→ **Work order A**
In the summary of Plath's "Morning Song," how many lines does each stanza have?
→ **Work order B**
Reproduce the part of the summary of Plath's "Morning Song" that starts with "Plath writes in" and goes on through "three lines long.".
→ **Work order C**
Take the summary of Plath's "Morning Song" further, picking up after its final sentence.
___ Passage provided
Summary
In Sylvia Plath's "Morning Song," a new mother describes how she feels about her newly-born baby. Some of the feelings she expresses are not those we might expect, and the poem is a fascinating exploration of the strangeness of motherhood and how odd it can feel, at the beginning, to have created a new life.
Plath writes in free verse; while there is a definable rhythm to the piece, it is not consistent from one stanza to the next, with line-lengths also changing. This contributes to the meaning of the poem: as the mother tries to understand and come to terms with how her existence has changed, it is as if she is trying new things to better accommodate her baby and her feelings towards it. At the same time, the rhythm and meter of the poem vary, reflecting these various iterations. Each stanza is three lines long.
In the first stanza, the poet describes the birth of the child, who has been "set going" by love. The speaker seems to find this difficult to understand or conceptualize—the child is the product of the love of its parents for each other, but it seems to the speaker almost a mechanical thing in itself, like a "gold watch" which will now measure out the seconds of its parents' existences, as well as its own. After birth, the midwife slapped the baby and its "bald cry" seems to register its place in the universe.
______
___ Information supplied
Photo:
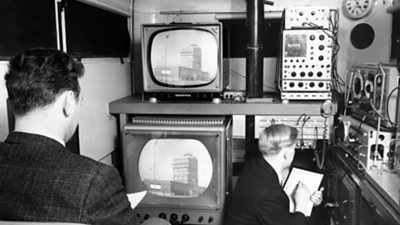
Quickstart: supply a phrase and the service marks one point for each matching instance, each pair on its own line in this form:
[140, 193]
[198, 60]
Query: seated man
[40, 180]
[259, 198]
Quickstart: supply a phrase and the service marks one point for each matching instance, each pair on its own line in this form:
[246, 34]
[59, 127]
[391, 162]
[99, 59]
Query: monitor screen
[184, 57]
[175, 167]
[183, 60]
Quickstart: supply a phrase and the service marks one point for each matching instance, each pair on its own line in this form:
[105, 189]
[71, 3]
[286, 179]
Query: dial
[357, 9]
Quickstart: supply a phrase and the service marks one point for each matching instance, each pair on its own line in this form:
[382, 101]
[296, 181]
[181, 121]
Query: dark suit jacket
[259, 199]
[40, 180]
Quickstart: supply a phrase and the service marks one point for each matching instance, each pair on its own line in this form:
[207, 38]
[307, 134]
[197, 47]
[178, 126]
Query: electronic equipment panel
[309, 17]
[373, 93]
[370, 146]
[306, 64]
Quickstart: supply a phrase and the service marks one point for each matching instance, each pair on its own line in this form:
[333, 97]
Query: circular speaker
[368, 88]
[362, 36]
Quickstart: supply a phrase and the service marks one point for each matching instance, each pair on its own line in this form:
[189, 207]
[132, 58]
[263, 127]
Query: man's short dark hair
[276, 137]
[35, 77]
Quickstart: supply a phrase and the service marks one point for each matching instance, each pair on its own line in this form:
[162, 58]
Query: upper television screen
[175, 167]
[184, 57]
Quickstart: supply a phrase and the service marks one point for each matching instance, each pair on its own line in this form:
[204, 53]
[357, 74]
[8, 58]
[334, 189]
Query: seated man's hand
[301, 197]
[316, 197]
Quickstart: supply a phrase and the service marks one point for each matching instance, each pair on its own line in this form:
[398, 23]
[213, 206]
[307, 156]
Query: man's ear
[285, 153]
[68, 103]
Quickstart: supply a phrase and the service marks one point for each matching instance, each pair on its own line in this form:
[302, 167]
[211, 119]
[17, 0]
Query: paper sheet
[135, 198]
[311, 179]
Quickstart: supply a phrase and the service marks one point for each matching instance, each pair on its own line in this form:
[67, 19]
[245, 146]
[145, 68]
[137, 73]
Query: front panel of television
[183, 60]
[183, 163]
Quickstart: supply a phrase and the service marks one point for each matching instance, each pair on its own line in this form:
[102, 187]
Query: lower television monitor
[184, 164]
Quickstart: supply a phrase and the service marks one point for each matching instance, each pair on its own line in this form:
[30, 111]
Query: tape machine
[373, 93]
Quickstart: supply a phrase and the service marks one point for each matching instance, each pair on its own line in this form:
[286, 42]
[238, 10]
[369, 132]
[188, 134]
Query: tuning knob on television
[185, 218]
[153, 100]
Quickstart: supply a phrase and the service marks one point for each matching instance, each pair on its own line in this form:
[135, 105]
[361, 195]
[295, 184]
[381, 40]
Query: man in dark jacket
[40, 180]
[258, 198]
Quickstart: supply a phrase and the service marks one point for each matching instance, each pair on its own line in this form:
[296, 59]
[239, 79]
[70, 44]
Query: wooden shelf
[136, 105]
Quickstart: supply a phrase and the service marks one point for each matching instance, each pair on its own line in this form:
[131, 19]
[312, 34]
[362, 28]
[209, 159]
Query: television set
[184, 164]
[183, 60]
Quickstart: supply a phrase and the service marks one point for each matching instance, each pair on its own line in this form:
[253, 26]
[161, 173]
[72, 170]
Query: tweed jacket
[259, 199]
[40, 180]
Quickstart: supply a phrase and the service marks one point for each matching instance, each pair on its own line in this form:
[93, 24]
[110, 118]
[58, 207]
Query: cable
[387, 107]
[321, 161]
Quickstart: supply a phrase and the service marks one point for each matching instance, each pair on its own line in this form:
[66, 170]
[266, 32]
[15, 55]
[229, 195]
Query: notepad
[309, 178]
[135, 198]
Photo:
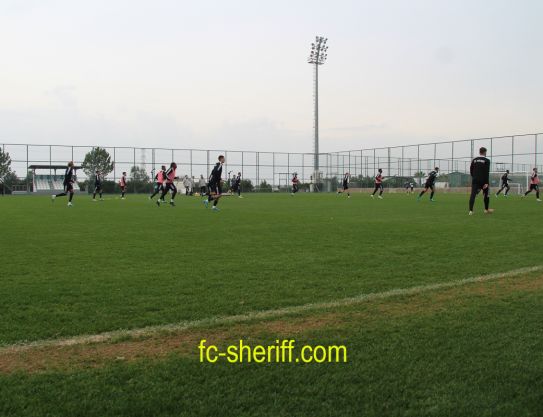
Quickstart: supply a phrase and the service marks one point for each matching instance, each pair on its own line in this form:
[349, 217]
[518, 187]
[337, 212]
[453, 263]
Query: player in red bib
[295, 182]
[534, 185]
[378, 184]
[160, 177]
[122, 184]
[170, 178]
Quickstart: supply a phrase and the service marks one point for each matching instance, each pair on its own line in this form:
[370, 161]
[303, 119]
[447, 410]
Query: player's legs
[163, 194]
[486, 197]
[474, 191]
[174, 192]
[218, 196]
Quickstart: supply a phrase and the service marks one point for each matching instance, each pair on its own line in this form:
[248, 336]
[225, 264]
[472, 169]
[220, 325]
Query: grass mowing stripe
[265, 314]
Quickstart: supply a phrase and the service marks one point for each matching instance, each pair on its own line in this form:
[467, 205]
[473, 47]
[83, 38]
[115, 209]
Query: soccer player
[187, 184]
[505, 184]
[236, 185]
[170, 177]
[97, 186]
[534, 185]
[295, 181]
[159, 182]
[480, 180]
[430, 184]
[214, 185]
[69, 179]
[345, 183]
[202, 185]
[378, 183]
[122, 184]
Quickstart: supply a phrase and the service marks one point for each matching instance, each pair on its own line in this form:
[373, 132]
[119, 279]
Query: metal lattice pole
[317, 57]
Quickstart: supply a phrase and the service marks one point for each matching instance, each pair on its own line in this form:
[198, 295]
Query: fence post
[27, 187]
[258, 169]
[418, 163]
[114, 165]
[452, 155]
[535, 151]
[512, 154]
[133, 182]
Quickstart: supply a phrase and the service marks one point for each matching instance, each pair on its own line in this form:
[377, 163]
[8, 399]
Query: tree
[139, 174]
[5, 164]
[97, 160]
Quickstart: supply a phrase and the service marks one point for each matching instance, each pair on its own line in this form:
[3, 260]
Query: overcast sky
[234, 74]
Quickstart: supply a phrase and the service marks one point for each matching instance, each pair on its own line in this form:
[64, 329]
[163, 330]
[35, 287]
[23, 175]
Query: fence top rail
[445, 142]
[158, 148]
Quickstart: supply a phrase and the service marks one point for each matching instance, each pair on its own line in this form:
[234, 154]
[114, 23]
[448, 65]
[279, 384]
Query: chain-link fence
[272, 170]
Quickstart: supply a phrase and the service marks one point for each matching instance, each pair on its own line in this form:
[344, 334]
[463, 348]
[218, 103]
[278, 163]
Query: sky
[234, 74]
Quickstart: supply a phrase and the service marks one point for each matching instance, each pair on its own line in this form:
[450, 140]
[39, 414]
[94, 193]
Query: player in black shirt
[480, 180]
[378, 184]
[236, 184]
[214, 185]
[534, 185]
[345, 184]
[430, 184]
[69, 179]
[97, 186]
[169, 176]
[505, 184]
[160, 179]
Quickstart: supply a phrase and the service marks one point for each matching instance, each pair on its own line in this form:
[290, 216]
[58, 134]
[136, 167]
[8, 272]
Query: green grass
[127, 264]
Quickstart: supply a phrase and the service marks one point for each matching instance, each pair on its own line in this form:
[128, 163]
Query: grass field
[472, 349]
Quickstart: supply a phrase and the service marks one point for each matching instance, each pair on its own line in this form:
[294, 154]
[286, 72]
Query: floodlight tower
[317, 57]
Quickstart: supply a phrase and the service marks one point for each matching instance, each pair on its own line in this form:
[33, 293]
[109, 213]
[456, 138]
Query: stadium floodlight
[317, 56]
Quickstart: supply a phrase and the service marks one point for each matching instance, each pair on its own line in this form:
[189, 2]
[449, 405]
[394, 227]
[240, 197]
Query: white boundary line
[258, 315]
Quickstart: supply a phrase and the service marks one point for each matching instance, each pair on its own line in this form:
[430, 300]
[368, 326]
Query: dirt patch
[185, 343]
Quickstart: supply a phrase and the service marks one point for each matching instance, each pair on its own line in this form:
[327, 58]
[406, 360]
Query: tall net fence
[272, 170]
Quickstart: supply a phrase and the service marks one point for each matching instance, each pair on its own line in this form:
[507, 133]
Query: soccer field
[270, 267]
______
→ **Exercise response A**
Each stanza is three lines long.

→ **Exercise response B**
Plath writes in free verse; while there is a definable rhythm to the piece, it is not consistent from one stanza to the next, with line-lengths also changing. This contributes to the meaning of the poem: as the mother tries to understand and come to terms with how her existence has changed, it is as if she is trying new things to better accommodate her baby and her feelings towards it. At the same time, the rhythm and meter of the poem vary, reflecting these various iterations. Each stanza is three lines long.

→ **Exercise response C**
Clearly, there is a difficulty in knowing how to feel about the baby. The speaker describes how its arrival was "magnif[ied]" by the voices of its parents, but they stand around the baby "blankly" as if in a museum—the child on display to others and the parents not feeling particularly tender towards it. The next stanza emphasizes the mother's feeling that having a child actually diminishes her sense of self: she says she is not so much the mother of the child as similar to a cloud which now sees itself being blown away by a gasp of wind. She has created this child, and yet it seems to her only to be something that shrinks her.
All the same, there is clearly a bond forged between mother and child. The speaker describes listening to the "moth breath" of her baby at night, waking to listen to it. She must know that the child is still breathing and is well. The strange reluctance to acknowledge the humanity of the child continues here, however: the child's mouth is "like a cat's." The speaker seems unable to recognize, yet, that her baby is a human being she has created, rather than simply a strange creature she loves and yet cannot quite understand the truth of.